TASK: All lines in the listing below from the one containing "</instance>" through the last should be written out exactly, and only those.
─── SUPPLIED DATA ───
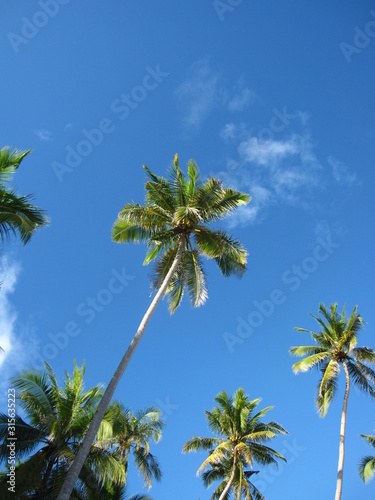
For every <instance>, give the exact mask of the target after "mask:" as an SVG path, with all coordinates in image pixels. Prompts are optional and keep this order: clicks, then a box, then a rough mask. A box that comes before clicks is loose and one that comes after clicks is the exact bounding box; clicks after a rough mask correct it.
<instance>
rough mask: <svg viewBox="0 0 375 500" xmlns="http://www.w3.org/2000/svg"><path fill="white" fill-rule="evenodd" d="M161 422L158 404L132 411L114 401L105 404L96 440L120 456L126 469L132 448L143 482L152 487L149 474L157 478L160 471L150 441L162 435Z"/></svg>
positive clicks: (161, 421) (132, 451) (156, 479)
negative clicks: (111, 403)
mask: <svg viewBox="0 0 375 500" xmlns="http://www.w3.org/2000/svg"><path fill="white" fill-rule="evenodd" d="M163 425H164V422H163V421H162V420H161V418H160V410H159V409H157V408H152V407H149V408H147V409H146V410H140V411H137V412H136V413H135V414H133V413H132V412H131V410H129V409H125V408H124V405H123V404H122V403H118V402H114V403H112V404H111V405H110V406H109V407H108V410H107V412H106V414H105V416H104V419H103V425H102V426H101V429H100V430H99V432H98V435H97V440H98V443H99V444H100V446H103V447H105V448H107V449H111V450H112V451H114V452H115V453H116V455H117V456H119V457H120V459H121V461H122V462H123V463H124V464H125V470H126V472H127V470H128V462H129V456H130V452H131V451H132V454H133V458H134V462H135V465H136V467H137V469H138V471H139V473H140V474H141V476H142V477H143V480H144V483H145V485H146V486H147V487H148V488H151V486H152V478H153V477H154V478H155V479H156V480H157V481H160V480H161V478H162V475H163V474H162V472H161V469H160V466H159V463H158V461H157V459H156V457H155V456H154V455H152V453H150V441H155V442H156V443H157V442H158V441H159V440H160V439H161V436H162V429H163Z"/></svg>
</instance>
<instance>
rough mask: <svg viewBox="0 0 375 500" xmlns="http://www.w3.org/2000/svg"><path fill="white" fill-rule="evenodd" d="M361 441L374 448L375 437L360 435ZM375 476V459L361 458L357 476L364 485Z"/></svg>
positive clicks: (368, 435)
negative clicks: (360, 437) (359, 477)
mask: <svg viewBox="0 0 375 500" xmlns="http://www.w3.org/2000/svg"><path fill="white" fill-rule="evenodd" d="M361 437H362V438H363V439H366V441H367V442H368V443H369V444H370V445H371V446H372V447H373V448H375V436H371V435H370V434H361ZM374 474H375V457H374V456H370V455H369V456H367V457H363V458H362V460H361V463H360V464H359V475H360V476H361V478H362V479H363V480H364V482H365V483H367V482H368V481H370V479H372V478H373V476H374Z"/></svg>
───
OUTPUT OF THE TASK:
</instance>
<instance>
rough mask: <svg viewBox="0 0 375 500" xmlns="http://www.w3.org/2000/svg"><path fill="white" fill-rule="evenodd" d="M361 441L374 448L375 437L360 435ZM375 476V459L361 458L357 476L364 485Z"/></svg>
positive clicks: (368, 435)
negative clicks: (360, 437) (359, 477)
mask: <svg viewBox="0 0 375 500" xmlns="http://www.w3.org/2000/svg"><path fill="white" fill-rule="evenodd" d="M361 437H362V438H363V439H366V441H367V442H368V443H369V444H370V445H371V446H372V447H373V448H375V436H371V435H370V434H361ZM374 474H375V457H374V456H370V455H369V456H367V457H363V458H362V460H361V463H360V464H359V475H360V476H361V478H362V479H363V480H364V482H365V483H367V482H368V481H370V479H372V478H373V476H374Z"/></svg>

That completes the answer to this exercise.